EXERCISE BRIEF = Pull out every line below that contains the word "lounge", copying each one whole. Case counts.

DATA LINES =
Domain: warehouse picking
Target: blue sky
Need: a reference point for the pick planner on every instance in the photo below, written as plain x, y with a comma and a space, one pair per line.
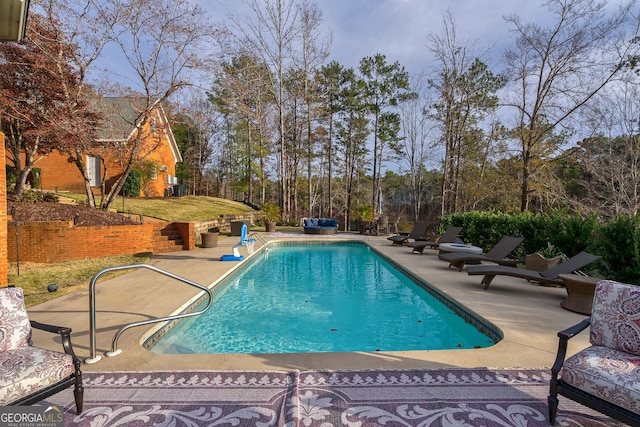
399, 28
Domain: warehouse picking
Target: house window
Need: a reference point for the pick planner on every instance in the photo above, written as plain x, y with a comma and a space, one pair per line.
93, 170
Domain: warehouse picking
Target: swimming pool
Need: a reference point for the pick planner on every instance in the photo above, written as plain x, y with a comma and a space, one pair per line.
323, 297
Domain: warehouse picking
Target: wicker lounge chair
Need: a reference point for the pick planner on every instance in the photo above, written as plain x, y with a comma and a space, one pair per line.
419, 228
447, 237
550, 276
498, 254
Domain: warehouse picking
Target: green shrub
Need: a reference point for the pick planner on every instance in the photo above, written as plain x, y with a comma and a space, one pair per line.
618, 241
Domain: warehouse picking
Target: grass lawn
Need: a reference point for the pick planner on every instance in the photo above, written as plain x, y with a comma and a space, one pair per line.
71, 276
188, 208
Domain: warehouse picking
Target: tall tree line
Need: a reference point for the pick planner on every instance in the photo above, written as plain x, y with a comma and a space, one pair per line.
272, 122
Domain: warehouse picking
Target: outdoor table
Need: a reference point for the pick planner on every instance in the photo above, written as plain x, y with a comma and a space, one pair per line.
580, 290
459, 247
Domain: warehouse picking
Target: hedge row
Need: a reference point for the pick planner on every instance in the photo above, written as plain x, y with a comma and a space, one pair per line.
616, 240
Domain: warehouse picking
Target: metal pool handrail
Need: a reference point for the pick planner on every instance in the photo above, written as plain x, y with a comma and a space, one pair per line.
264, 243
92, 309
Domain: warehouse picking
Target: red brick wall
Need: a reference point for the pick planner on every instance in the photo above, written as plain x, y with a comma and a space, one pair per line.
51, 242
4, 262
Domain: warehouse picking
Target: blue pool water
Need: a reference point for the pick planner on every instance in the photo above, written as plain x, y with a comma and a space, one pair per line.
339, 297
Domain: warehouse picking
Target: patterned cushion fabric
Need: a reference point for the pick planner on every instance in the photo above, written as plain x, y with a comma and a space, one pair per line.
615, 320
15, 329
609, 374
29, 369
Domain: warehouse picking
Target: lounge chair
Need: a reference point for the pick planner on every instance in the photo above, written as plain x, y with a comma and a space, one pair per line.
498, 254
550, 276
447, 237
417, 233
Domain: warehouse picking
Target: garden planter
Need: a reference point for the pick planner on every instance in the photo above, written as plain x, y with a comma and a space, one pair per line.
537, 262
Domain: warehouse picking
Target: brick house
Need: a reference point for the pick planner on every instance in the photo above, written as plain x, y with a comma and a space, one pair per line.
158, 153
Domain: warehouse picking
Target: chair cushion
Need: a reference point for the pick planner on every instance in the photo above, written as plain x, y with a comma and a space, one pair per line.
615, 319
609, 374
29, 369
15, 329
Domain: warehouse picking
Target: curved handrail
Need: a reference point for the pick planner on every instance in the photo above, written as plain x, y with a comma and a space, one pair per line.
264, 243
92, 308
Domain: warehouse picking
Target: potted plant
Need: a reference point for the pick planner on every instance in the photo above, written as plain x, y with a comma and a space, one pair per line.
271, 216
545, 258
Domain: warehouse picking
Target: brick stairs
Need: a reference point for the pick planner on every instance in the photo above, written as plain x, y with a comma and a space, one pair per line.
166, 238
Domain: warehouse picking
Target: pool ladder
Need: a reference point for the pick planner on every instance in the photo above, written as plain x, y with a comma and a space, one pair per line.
114, 345
256, 235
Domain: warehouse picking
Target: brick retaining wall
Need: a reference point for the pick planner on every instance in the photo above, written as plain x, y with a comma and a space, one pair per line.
58, 241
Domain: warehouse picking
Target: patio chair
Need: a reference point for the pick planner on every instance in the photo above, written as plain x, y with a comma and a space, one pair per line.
550, 276
498, 254
30, 374
604, 376
449, 236
382, 225
417, 233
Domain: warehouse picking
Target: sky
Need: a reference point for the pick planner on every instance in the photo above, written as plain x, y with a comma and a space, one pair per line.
399, 29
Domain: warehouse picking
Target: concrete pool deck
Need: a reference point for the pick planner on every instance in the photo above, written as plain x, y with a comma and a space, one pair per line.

RESULT FOR THIS EXERCISE =
Target: wicker lounge chair
Target: lounge chair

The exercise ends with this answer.